- **Prompt**:
Can you rewrite the entries below as a JSON list of strings, one string per line, with blank lines omitted?

- **Material provided**:
-----
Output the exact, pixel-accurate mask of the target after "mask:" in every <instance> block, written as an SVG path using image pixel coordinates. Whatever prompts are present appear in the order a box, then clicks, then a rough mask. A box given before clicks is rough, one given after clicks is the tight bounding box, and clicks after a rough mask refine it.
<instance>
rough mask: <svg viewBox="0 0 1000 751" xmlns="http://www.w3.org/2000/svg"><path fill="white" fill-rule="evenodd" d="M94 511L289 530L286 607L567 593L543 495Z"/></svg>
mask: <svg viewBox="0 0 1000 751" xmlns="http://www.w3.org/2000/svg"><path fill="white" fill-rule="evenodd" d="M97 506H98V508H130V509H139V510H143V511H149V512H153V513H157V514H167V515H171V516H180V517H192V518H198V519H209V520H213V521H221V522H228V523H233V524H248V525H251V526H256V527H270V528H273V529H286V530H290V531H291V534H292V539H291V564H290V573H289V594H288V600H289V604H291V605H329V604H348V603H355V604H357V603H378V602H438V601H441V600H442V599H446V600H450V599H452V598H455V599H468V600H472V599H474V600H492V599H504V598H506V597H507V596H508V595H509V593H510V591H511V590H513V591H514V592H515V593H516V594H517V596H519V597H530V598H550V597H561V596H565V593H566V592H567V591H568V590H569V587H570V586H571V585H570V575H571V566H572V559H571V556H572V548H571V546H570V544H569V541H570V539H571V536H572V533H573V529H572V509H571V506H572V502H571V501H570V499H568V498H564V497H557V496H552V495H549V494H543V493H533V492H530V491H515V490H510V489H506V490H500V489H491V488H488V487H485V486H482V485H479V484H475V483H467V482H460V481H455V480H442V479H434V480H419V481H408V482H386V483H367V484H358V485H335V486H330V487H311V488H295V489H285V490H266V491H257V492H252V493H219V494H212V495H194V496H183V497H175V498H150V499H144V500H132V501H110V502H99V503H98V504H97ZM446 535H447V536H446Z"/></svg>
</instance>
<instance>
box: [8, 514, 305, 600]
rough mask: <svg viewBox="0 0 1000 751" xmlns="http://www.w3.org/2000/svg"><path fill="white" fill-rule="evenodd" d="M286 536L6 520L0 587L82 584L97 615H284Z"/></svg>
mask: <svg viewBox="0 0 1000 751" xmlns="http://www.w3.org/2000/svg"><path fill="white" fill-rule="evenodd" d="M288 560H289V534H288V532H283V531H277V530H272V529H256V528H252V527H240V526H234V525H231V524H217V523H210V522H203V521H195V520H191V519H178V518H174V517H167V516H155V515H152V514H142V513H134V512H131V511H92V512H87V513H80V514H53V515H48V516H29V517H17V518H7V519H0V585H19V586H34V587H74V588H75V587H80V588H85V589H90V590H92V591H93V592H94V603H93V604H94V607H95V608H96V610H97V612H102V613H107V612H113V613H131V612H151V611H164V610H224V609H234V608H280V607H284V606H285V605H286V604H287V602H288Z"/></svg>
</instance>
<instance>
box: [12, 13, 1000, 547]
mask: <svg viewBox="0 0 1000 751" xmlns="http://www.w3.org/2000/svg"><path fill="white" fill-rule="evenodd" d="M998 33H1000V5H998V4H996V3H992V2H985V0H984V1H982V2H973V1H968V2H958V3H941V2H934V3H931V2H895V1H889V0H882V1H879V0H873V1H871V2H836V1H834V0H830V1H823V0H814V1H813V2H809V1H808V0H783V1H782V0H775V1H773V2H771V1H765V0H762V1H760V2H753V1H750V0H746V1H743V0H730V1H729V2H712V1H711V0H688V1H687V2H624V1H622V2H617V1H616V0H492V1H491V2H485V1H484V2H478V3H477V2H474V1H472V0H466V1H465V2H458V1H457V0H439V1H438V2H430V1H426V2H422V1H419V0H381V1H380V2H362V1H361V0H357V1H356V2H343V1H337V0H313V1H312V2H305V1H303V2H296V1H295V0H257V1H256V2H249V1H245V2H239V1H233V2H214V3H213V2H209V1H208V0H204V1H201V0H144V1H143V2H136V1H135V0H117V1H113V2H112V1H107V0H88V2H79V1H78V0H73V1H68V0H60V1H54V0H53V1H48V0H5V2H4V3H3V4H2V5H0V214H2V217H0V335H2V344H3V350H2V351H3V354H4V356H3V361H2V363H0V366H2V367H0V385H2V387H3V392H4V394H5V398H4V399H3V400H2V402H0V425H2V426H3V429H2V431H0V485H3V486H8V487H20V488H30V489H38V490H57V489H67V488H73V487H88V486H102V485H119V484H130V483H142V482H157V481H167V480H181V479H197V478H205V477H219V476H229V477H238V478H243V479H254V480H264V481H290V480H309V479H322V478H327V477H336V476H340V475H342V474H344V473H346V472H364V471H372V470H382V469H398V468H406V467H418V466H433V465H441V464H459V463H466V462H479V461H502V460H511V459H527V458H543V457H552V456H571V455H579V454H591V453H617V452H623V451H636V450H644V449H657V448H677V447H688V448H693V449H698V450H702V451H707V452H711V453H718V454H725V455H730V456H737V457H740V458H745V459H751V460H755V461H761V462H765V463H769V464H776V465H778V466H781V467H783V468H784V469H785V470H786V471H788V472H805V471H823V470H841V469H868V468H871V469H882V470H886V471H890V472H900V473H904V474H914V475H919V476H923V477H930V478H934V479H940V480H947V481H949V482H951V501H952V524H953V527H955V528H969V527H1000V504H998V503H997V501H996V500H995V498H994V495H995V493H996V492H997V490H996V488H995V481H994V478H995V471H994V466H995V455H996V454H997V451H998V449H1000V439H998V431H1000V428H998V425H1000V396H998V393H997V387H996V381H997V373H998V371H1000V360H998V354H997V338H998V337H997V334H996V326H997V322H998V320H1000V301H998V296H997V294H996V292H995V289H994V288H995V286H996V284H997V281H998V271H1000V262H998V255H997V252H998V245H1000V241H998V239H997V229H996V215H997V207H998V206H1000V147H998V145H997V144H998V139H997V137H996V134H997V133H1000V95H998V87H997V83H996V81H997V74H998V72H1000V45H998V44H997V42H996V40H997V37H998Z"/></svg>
-----
- **Result of the task**:
[
  "Output the exact, pixel-accurate mask of the target after \"mask:\" in every <instance> block, written as an SVG path using image pixel coordinates. Whatever prompts are present appear in the order a box, then clicks, then a rough mask. A box given before clicks is rough, one given after clicks is the tight bounding box, and clicks after a rough mask refine it.",
  "<instance>",
  "rough mask: <svg viewBox=\"0 0 1000 751\" xmlns=\"http://www.w3.org/2000/svg\"><path fill=\"white\" fill-rule=\"evenodd\" d=\"M94 511L289 530L286 607L567 593L543 495Z\"/></svg>",
  "mask: <svg viewBox=\"0 0 1000 751\" xmlns=\"http://www.w3.org/2000/svg\"><path fill=\"white\" fill-rule=\"evenodd\" d=\"M97 506H98V508H130V509H139V510H143V511H149V512H153V513H157V514H167V515H171V516H180V517H192V518H198V519H209V520H213V521H221V522H228V523H233V524H248V525H251V526H256V527H270V528H273V529H286V530H290V531H291V534H292V539H291V564H290V573H289V594H288V600H289V604H291V605H329V604H348V603H355V604H357V603H378V602H438V601H441V600H442V599H446V600H450V599H452V598H455V599H468V600H472V599H474V600H492V599H504V598H506V597H507V596H508V595H509V593H510V591H511V590H513V591H514V592H515V593H516V594H517V596H519V597H530V598H550V597H561V596H565V593H566V592H567V591H568V590H569V587H570V586H571V585H570V575H571V566H572V559H571V556H572V548H571V546H570V544H569V541H570V539H571V536H572V533H573V529H572V509H571V506H572V502H571V501H570V499H568V498H564V497H557V496H552V495H549V494H543V493H533V492H530V491H515V490H510V489H506V490H500V489H491V488H488V487H485V486H482V485H479V484H475V483H467V482H460V481H455V480H442V479H434V480H419V481H408V482H386V483H367V484H358V485H335V486H330V487H311V488H295V489H285V490H266V491H257V492H252V493H219V494H212V495H194V496H183V497H175V498H150V499H144V500H132V501H110V502H99V503H98V504H97ZM446 535H447V536H446Z\"/></svg>",
  "</instance>",
  "<instance>",
  "box: [8, 514, 305, 600]",
  "rough mask: <svg viewBox=\"0 0 1000 751\" xmlns=\"http://www.w3.org/2000/svg\"><path fill=\"white\" fill-rule=\"evenodd\" d=\"M286 536L6 520L0 587L82 584L97 615H284Z\"/></svg>",
  "mask: <svg viewBox=\"0 0 1000 751\" xmlns=\"http://www.w3.org/2000/svg\"><path fill=\"white\" fill-rule=\"evenodd\" d=\"M288 560H289V534H288V532H283V531H277V530H272V529H256V528H252V527H240V526H234V525H231V524H217V523H210V522H203V521H195V520H191V519H178V518H174V517H167V516H155V515H152V514H142V513H134V512H131V511H92V512H87V513H80V514H53V515H48V516H29V517H17V518H7V519H0V585H19V586H34V587H74V588H75V587H80V588H85V589H90V590H92V591H93V592H94V603H93V604H94V607H95V608H96V610H97V612H102V613H107V612H113V613H131V612H151V611H164V610H224V609H234V608H280V607H284V606H285V605H286V604H287V602H288Z\"/></svg>",
  "</instance>",
  "<instance>",
  "box: [12, 13, 1000, 547]",
  "mask: <svg viewBox=\"0 0 1000 751\" xmlns=\"http://www.w3.org/2000/svg\"><path fill=\"white\" fill-rule=\"evenodd\" d=\"M998 33H1000V5H998V4H996V3H992V2H985V0H984V1H982V2H973V1H968V2H958V3H941V2H934V3H931V2H895V1H889V0H882V1H879V0H873V1H871V2H836V1H834V0H830V1H823V0H814V1H813V2H809V1H808V0H783V1H782V0H775V1H773V2H771V1H765V0H762V1H760V2H753V1H750V0H746V1H743V0H730V1H729V2H712V1H711V0H688V1H687V2H624V1H622V2H617V1H616V0H492V1H491V2H485V1H484V2H478V3H477V2H474V1H472V0H466V1H465V2H458V1H457V0H439V1H438V2H430V1H426V2H422V1H419V0H381V1H380V2H362V1H361V0H357V1H356V2H343V1H337V0H313V1H312V2H305V1H303V2H296V1H295V0H257V1H256V2H249V1H245V2H239V1H233V2H214V3H213V2H209V1H208V0H204V1H201V0H144V1H143V2H136V1H135V0H117V1H113V2H112V1H107V0H88V2H79V1H78V0H73V1H68V0H60V1H54V0H53V1H48V0H5V2H4V3H3V4H2V5H0V214H2V217H0V335H2V344H3V350H2V351H3V354H4V356H3V361H2V363H0V366H2V367H0V385H2V387H3V392H4V394H5V398H4V399H3V400H2V402H0V425H2V426H3V429H2V431H0V485H3V486H8V487H20V488H30V489H38V490H57V489H67V488H73V487H88V486H102V485H119V484H130V483H142V482H157V481H167V480H181V479H197V478H205V477H219V476H229V477H238V478H243V479H254V480H264V481H290V480H309V479H322V478H327V477H336V476H340V475H342V474H344V473H346V472H364V471H372V470H382V469H398V468H406V467H418V466H433V465H441V464H459V463H466V462H479V461H502V460H511V459H527V458H543V457H552V456H571V455H579V454H591V453H617V452H623V451H636V450H644V449H657V448H677V447H688V448H693V449H698V450H702V451H707V452H711V453H718V454H725V455H730V456H737V457H740V458H745V459H751V460H755V461H761V462H765V463H769V464H776V465H778V466H781V467H783V468H784V469H785V470H786V471H788V472H805V471H823V470H841V469H868V468H871V469H882V470H886V471H890V472H900V473H904V474H914V475H919V476H923V477H930V478H934V479H940V480H947V481H949V482H951V501H952V524H953V527H955V528H969V527H1000V504H998V503H997V501H996V500H995V498H994V495H995V493H996V492H997V490H996V488H995V481H994V478H995V471H994V466H995V455H996V454H997V451H998V449H1000V439H998V431H1000V428H998V425H1000V396H998V393H997V387H996V381H997V373H998V371H1000V360H998V354H997V338H998V337H997V334H996V326H997V322H998V320H1000V301H998V296H997V294H996V292H995V289H994V288H995V286H996V284H997V281H998V271H1000V262H998V255H997V252H998V245H1000V241H998V239H997V229H996V215H997V207H998V206H1000V147H998V145H997V144H998V139H997V137H996V134H997V133H1000V95H998V87H997V83H996V81H997V74H998V72H1000V45H998V44H997V42H996V40H997V37H998Z\"/></svg>"
]